* _CHECK YOUR UNDERSTANDING_:
A. In the article on House Republicans and the "Obamacare bailout," reproduce the passage between "The alleged bailout" and "version lasts forever.)", inclusive, swapping "insurance companies" for "insurers".
B. Using the article on House Republicans and the "Obamacare bailout," answer the following questions:
(i) Which two options were House Republicans torn between demanding in return for lifting the debt ceiling?
(ii) What is the title of the hearing held by the House Oversight & Government Reform Committee?
(iii) In what year did Republicans enact the prescription-drug benefit that includes risk corridors?
C. Go on with the article on House Republicans and the "Obamacare bailout" from the point where it stops.

* _TEXT EXCERPT_:
As of yesterday, House Republicans were torn, Sophie’s Choice-style, over what to demand in return for lifting the debt ceiling to accommodate the budget they passed. (Caveat: I’ve never seen Sophie’s Choice; I assume it’s a movie about a bungling kidnapper who has to choose what ransom she should demand.) One option was the Keystone XL pipeline. The other was the risk corridor provision in Obamacare, which they falsely call a “bailout.”
Here’s what happened next. First, the Congressional Budget Office released its annual budget report, and, among other things, it utterly annihilated the premise that there is any such thing as an “Obamacare bailout.” Having seen their imaginary claim conclusively debunked, Republicans are now leaning toward demanding its repeal anyway:
Breaking: GOP leadership just met... they've decided to move forward with risk corridors as top debt-limit option, will explore viability— Robert Costa (@costareports) February 4, 2014
The Obamacare Bailout repeal plan is “gathering momentum” this morning. Tomorrow, the House Oversight & Government Reform Committee is holding a hearing entitled, “Obamacare: Why the Need for an Insurance Company Bailout?”
The alleged bailout is actually one of three provisions in the Affordable Care Act designed to prevent insurance companies from cherry-picking healthy customers. One of them, called “risk corridors,” would impose a kind of tax on insurance companies that sign up healthier-than-expected customers, and reimburse the firms that sign up sicker-than-expected customers. (The same thing exists in the prescription-drug benefit enacted by Republicans in 2003 – the only difference is that Obamacare’s version of risk corridors only last for the first three years, while the Medicare Part D version lasts forever.)

* _DATASET EXTRACT_:
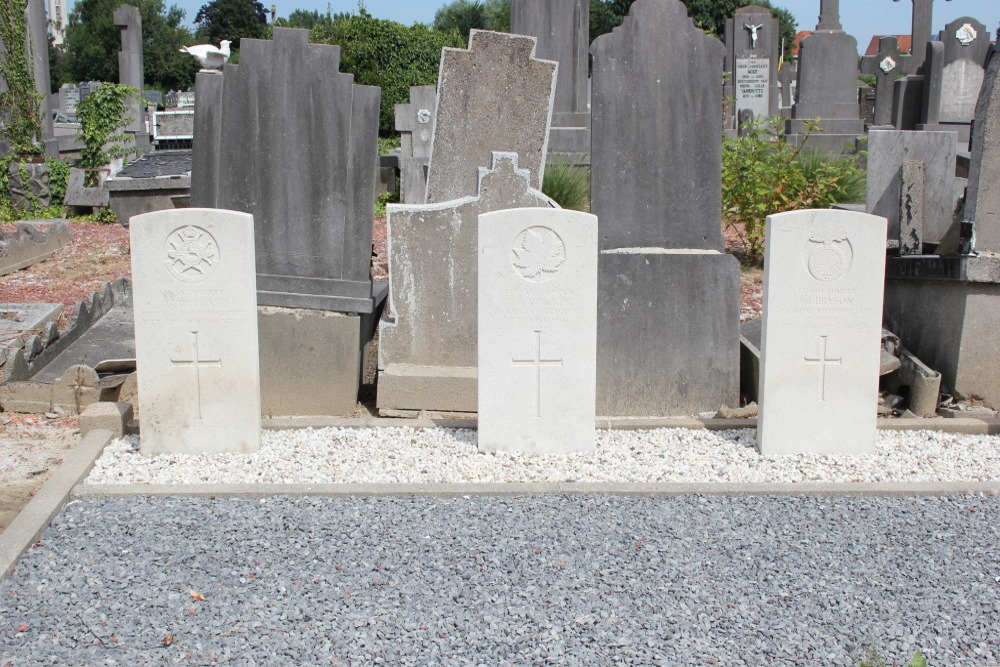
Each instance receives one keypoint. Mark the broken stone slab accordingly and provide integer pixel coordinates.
(31, 242)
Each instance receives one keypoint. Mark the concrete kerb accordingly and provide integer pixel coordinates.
(37, 514)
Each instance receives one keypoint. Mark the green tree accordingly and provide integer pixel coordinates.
(93, 42)
(231, 19)
(387, 54)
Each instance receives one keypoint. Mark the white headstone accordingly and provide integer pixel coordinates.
(195, 304)
(537, 330)
(821, 335)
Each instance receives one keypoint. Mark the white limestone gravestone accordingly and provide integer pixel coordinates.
(537, 330)
(821, 333)
(195, 306)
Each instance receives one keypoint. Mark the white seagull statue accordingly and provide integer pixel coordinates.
(208, 55)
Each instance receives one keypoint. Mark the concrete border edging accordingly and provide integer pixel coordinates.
(35, 517)
(883, 489)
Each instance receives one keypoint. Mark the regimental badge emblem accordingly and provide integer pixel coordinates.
(192, 254)
(966, 34)
(829, 254)
(537, 254)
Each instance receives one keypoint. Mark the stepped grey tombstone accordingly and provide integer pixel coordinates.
(415, 123)
(495, 96)
(668, 299)
(886, 66)
(427, 344)
(887, 151)
(821, 332)
(752, 54)
(955, 68)
(562, 28)
(306, 175)
(195, 313)
(982, 206)
(537, 335)
(130, 65)
(828, 85)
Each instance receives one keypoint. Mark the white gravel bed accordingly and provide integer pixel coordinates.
(442, 455)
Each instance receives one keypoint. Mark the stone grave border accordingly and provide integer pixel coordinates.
(66, 483)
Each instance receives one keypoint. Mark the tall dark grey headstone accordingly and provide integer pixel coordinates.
(752, 54)
(415, 123)
(298, 148)
(130, 65)
(828, 84)
(493, 97)
(886, 66)
(562, 28)
(982, 206)
(954, 73)
(668, 338)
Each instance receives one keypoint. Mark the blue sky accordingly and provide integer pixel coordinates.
(861, 18)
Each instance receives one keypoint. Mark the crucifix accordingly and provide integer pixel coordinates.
(920, 29)
(196, 362)
(822, 361)
(537, 363)
(886, 66)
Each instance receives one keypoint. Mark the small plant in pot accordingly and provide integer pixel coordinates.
(24, 172)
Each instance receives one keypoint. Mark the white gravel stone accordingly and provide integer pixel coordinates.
(442, 455)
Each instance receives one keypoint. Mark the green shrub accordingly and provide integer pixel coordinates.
(387, 54)
(568, 184)
(763, 174)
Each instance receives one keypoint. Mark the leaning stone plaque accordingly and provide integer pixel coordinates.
(195, 308)
(537, 330)
(821, 333)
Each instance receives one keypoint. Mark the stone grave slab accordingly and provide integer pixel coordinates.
(537, 330)
(821, 335)
(427, 344)
(494, 96)
(195, 308)
(887, 151)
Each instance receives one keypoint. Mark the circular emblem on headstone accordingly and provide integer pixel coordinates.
(537, 254)
(192, 254)
(966, 34)
(829, 254)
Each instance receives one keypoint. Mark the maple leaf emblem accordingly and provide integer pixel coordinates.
(538, 253)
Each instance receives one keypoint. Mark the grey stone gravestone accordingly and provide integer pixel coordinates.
(982, 206)
(495, 96)
(415, 123)
(427, 345)
(752, 54)
(130, 65)
(668, 310)
(307, 176)
(69, 97)
(954, 74)
(886, 66)
(887, 151)
(821, 333)
(562, 28)
(828, 84)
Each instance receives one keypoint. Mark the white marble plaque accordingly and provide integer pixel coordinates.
(195, 307)
(537, 330)
(821, 333)
(753, 80)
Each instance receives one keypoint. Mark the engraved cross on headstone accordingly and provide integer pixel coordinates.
(886, 65)
(823, 361)
(196, 362)
(537, 363)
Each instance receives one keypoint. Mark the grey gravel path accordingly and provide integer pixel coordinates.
(537, 580)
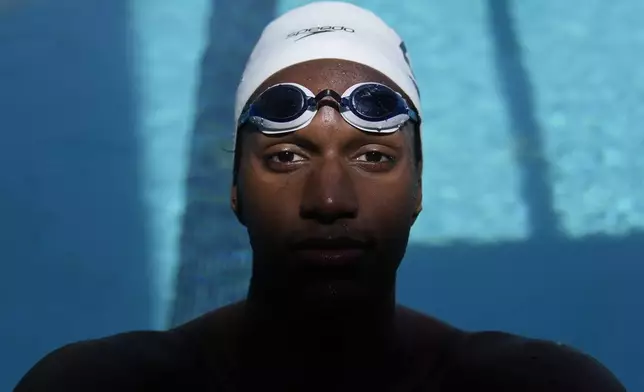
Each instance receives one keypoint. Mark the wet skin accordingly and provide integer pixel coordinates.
(328, 210)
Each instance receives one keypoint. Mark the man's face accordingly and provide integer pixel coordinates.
(328, 208)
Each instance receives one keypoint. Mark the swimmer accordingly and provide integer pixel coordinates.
(327, 182)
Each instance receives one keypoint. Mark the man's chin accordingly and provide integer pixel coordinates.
(335, 294)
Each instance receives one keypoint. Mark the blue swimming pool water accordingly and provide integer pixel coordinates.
(113, 192)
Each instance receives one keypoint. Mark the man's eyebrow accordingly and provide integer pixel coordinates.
(293, 138)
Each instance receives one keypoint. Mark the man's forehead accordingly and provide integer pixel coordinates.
(322, 74)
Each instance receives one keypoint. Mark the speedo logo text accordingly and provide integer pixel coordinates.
(303, 33)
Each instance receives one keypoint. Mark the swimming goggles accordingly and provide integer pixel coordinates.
(288, 107)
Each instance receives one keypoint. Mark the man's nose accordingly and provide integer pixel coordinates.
(329, 194)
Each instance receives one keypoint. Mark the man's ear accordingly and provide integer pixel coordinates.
(418, 192)
(235, 204)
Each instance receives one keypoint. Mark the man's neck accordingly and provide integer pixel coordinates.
(301, 328)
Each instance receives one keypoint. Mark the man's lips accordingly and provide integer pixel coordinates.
(331, 251)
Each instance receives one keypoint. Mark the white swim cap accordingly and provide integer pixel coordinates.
(327, 30)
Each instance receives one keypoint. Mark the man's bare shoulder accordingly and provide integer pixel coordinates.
(120, 362)
(498, 361)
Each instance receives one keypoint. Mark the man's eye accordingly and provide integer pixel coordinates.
(375, 157)
(285, 157)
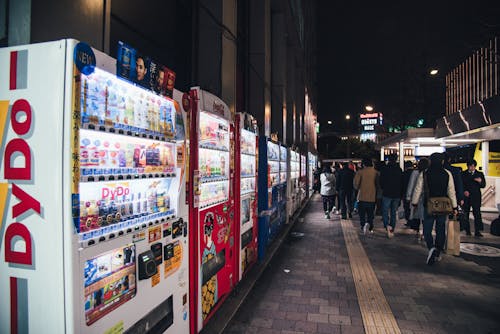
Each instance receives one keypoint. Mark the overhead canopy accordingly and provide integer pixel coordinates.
(480, 122)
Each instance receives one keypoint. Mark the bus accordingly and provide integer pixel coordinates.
(459, 155)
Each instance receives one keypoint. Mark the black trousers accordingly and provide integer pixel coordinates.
(476, 212)
(345, 202)
(327, 203)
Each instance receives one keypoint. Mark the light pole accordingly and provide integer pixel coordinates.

* _PER-TASK OUTPUTS_:
A.
The alleged bailout is actually one of three provisions in the Affordable Care Act designed to prevent insurers from cherry-picking healthy customers. One of them, called “risk corridors,” would impose a kind of tax on insurers that sign up healthier-than-expected customers, and reimburse the firms that sign up sicker-than-expected customers. (The same thing exists in the prescription-drug benefit enacted by Republicans in 2003 – the only difference is that Obamacare’s version of risk corridors only last for the first three years, while the Medicare Part D version lasts forever.)

B.
(i) The Keystone XL pipeline and the risk corridor provision in Obamacare.
(ii) "Obamacare: Why the Need for an Insurance Company Bailout?"
(iii) 2003.

C.
The Republican Party has decided that this amounts to a bailout, and has been pounding away at the theme for weeks, with major figures like Marco Rubio and Charles Krauthammer leading the way, and pretty much everybody else in the party following along.
One obvious rejoinder to the charge is that bailout is not just a term of opprobrium you can hurl at any government program you don’t like. As Mike Konczal has explained, bailouts are a specific kind of government intervention – “these actions are special rules that go into effect only when a firm is already about to fail, and the moves are decided on a case-by-case situation (that is, bailouts are ex post and ad hoc).” If any government subsidy that prevents financial distress were a bailout, then roads would be a bailout for the auto industry and Social Security would be a bailout for bad investors.
The bailout lingo is popular, of course, because the bailout of Wall Street, even if necessary, created justifiable animosity that conservatives are eager to transfer to other, non-bailout government programs. The distinction between bailouts and subsidies “strikes me as a semantic quibble,” argues Reason’s Peter Suderman, because risk corridors have been “transformed from the revenue-neutral risk sharing program that was originally envisioned into a mechanism for the federal government to pay off insurers.” Likewise, Ramesh Ponnuru asserts, “the exchanges as a whole will be unbalanced and in need of a taxpayer bailout.”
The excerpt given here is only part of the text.